Content starts
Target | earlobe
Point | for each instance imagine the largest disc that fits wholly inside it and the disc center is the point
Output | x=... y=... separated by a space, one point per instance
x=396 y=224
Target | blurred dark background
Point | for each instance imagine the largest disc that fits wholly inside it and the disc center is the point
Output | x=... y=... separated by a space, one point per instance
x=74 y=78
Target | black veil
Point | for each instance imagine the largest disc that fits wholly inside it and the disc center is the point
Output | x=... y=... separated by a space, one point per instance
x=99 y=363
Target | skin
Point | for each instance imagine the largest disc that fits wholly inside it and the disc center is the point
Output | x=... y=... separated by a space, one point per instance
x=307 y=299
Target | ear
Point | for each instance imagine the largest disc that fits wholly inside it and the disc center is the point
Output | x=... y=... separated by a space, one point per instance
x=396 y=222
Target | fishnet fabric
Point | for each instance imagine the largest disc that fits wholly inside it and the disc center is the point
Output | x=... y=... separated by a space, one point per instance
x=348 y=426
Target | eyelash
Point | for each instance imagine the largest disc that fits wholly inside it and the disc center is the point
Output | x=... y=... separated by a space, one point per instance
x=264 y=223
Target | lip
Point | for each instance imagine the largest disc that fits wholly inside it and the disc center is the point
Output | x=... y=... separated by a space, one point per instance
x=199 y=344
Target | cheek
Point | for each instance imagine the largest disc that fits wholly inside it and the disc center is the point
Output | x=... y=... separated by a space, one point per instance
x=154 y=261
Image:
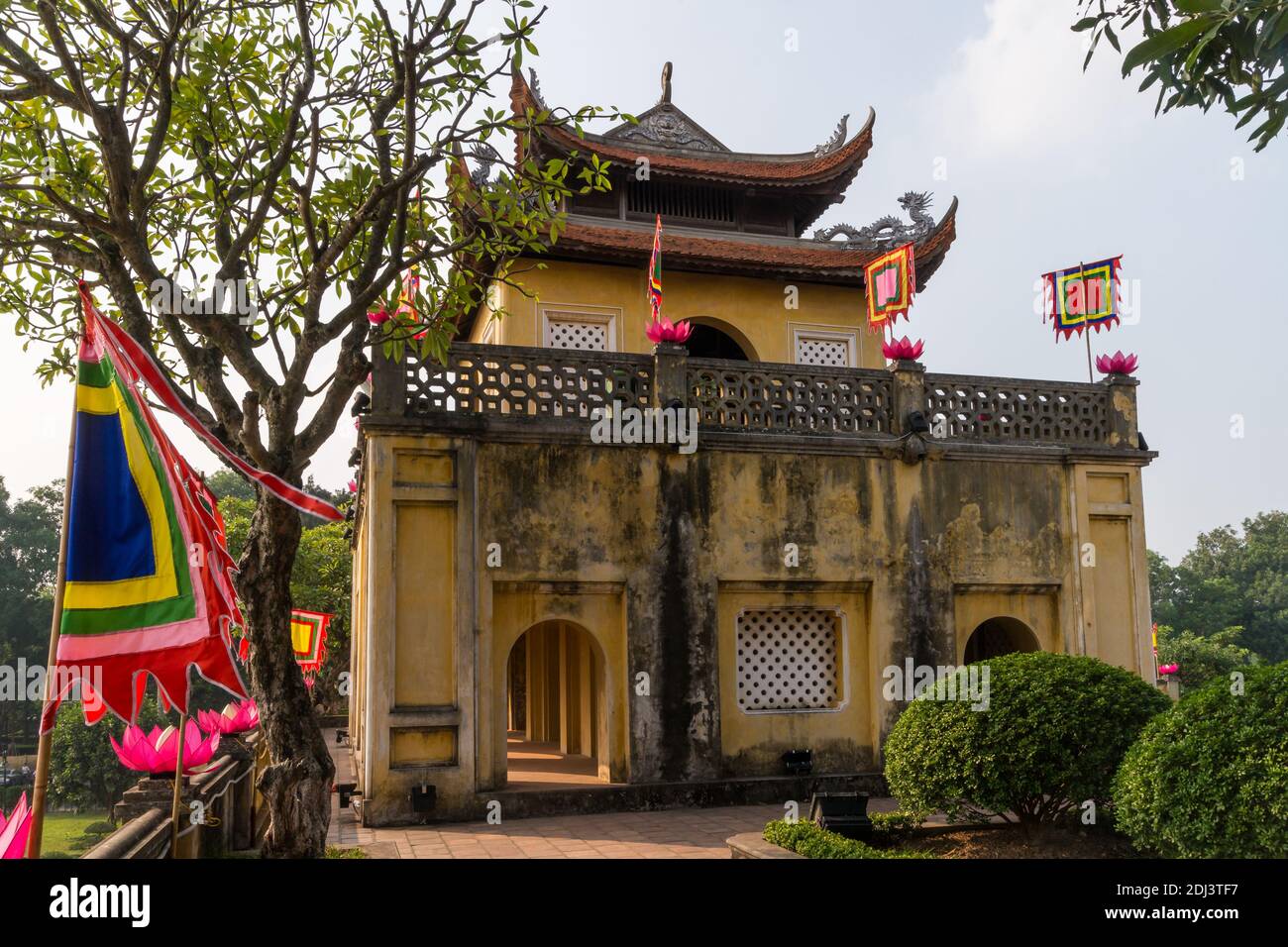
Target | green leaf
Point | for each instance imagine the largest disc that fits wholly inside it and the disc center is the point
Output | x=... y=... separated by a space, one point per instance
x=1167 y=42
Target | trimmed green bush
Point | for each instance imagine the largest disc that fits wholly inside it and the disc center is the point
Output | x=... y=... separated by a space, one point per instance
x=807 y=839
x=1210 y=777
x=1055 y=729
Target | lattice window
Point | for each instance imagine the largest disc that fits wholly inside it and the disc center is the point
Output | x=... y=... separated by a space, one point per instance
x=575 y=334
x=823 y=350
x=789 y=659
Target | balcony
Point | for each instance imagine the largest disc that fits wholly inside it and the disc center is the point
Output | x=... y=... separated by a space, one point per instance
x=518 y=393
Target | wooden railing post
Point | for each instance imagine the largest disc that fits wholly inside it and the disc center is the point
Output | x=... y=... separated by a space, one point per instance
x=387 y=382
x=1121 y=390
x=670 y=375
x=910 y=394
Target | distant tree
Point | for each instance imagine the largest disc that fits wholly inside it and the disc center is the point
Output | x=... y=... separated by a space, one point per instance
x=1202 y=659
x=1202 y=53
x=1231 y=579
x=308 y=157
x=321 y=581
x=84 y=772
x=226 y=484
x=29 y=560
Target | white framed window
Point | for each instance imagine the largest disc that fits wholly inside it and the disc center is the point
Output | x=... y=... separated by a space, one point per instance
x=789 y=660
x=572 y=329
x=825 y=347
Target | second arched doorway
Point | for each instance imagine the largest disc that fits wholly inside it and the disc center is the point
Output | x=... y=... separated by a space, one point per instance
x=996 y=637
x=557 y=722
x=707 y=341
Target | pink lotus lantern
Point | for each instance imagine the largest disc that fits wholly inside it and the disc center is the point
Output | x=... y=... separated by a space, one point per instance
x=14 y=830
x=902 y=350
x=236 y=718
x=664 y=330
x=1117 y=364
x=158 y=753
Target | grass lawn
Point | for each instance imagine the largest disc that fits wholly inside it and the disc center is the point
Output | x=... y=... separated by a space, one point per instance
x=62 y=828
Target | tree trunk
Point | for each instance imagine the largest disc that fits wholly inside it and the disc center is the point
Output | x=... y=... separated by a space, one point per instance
Content ends
Content starts
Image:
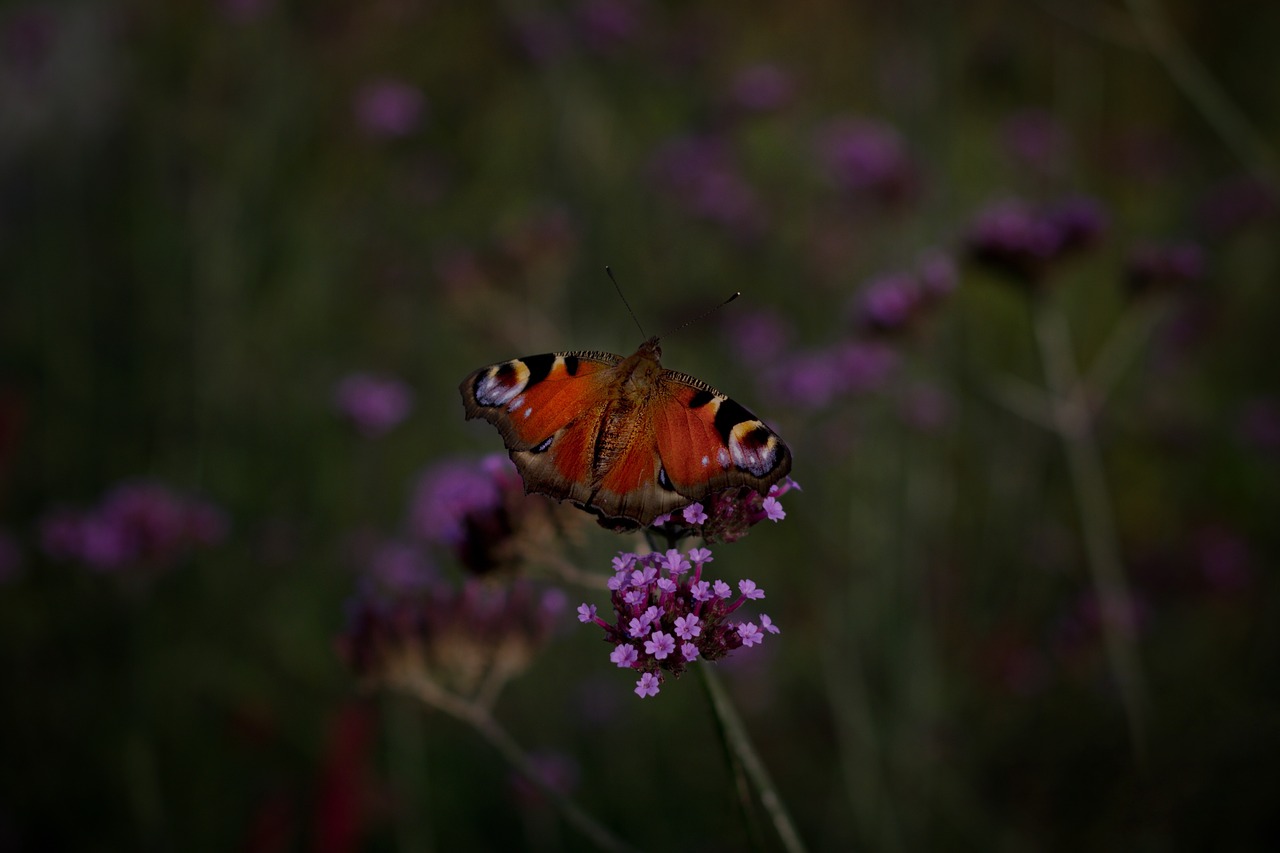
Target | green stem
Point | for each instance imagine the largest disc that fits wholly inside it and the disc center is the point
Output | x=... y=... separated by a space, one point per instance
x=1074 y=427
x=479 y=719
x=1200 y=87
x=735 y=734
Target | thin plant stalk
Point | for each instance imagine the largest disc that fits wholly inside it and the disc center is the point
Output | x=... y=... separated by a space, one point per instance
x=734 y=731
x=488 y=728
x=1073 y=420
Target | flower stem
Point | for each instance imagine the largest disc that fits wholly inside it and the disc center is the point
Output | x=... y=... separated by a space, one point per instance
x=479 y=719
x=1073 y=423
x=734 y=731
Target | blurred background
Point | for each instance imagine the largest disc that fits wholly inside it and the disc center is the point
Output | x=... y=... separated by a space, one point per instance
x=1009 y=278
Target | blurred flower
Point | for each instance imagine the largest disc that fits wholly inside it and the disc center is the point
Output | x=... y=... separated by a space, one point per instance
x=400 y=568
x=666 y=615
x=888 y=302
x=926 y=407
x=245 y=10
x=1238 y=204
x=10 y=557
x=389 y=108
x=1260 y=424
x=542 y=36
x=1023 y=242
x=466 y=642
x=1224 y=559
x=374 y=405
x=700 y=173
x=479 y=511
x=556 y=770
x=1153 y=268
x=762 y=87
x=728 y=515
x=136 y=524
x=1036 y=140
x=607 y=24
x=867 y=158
Content ends
- WHAT YOU NEED TO DO
List every line above that holds the word "window".

- THE ANSWER
Target | lattice window
Target | white framed window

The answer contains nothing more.